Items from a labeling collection
╔══

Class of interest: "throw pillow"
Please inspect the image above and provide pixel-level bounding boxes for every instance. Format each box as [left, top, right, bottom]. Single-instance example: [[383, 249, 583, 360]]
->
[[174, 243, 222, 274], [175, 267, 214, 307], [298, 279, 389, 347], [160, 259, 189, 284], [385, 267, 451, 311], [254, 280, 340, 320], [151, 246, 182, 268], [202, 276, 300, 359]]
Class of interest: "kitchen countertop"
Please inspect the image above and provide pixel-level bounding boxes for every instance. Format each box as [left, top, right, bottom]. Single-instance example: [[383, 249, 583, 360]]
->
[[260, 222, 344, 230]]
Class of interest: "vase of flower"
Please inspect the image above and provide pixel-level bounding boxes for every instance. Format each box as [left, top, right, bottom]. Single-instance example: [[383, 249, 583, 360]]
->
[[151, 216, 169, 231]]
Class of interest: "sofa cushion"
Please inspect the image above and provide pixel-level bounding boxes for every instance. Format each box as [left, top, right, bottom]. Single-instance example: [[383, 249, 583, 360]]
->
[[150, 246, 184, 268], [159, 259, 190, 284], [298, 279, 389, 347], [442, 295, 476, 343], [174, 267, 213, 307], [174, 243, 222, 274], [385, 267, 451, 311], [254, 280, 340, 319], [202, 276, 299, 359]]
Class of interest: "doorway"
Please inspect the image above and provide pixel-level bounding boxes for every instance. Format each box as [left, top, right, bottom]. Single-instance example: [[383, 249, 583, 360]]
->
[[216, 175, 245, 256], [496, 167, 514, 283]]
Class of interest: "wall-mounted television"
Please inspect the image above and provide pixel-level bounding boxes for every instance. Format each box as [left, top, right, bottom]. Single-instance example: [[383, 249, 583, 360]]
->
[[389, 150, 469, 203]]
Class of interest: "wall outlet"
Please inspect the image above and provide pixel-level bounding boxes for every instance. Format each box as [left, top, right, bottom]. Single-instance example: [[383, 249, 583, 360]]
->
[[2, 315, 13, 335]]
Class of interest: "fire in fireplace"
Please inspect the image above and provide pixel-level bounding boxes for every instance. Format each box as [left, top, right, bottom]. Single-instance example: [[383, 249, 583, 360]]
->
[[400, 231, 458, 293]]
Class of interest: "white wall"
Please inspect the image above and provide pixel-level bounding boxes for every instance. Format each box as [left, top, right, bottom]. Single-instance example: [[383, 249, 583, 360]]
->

╚══

#### Goal
How many lines of the entries above contain the word "interest", counting only matches with the same case? Reply with the number alone.

#### Answer to the task
9